Count the lines in the entries below that contain the string "candle", matching case exactly, and give only the resulting number.

■ **DATASET**:
* start *

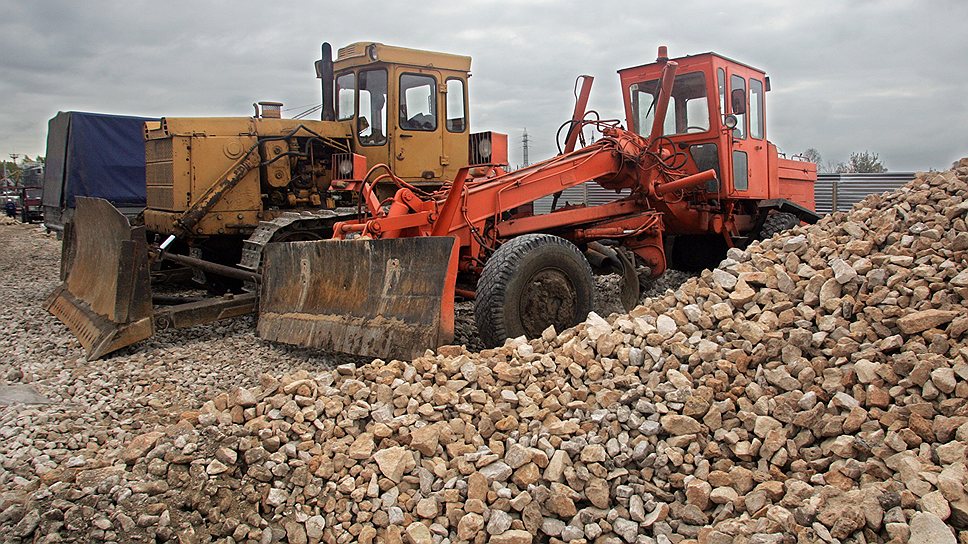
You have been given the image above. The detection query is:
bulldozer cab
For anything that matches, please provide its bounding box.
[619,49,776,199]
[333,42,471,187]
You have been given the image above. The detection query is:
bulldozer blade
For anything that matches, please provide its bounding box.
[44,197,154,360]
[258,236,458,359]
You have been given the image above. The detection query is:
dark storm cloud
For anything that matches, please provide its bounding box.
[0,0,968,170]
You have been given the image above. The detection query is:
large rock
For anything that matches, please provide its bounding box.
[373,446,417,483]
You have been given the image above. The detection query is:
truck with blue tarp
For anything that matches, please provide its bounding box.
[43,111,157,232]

* end *
* start *

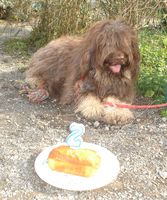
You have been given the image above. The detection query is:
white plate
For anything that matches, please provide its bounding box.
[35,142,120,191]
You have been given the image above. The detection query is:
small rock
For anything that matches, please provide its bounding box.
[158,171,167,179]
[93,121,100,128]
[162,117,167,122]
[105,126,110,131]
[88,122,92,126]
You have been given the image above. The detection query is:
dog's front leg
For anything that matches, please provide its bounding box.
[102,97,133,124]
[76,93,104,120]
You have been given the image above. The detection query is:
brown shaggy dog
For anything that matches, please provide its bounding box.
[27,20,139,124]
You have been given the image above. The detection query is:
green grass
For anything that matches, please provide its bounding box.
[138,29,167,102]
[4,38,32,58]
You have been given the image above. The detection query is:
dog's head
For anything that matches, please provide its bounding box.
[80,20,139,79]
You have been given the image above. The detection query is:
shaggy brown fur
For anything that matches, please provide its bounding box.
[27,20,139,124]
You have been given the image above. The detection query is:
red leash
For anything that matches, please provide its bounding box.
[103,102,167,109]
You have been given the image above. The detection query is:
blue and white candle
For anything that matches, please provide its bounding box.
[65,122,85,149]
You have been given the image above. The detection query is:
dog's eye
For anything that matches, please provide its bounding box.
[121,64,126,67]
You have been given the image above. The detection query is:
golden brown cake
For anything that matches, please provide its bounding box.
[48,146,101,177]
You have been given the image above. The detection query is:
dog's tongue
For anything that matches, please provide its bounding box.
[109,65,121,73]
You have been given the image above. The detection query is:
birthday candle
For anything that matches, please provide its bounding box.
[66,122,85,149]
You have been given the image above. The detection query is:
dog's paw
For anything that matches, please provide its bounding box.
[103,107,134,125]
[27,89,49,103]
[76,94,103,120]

* end *

■ **RESULT OF THE TASK**: 2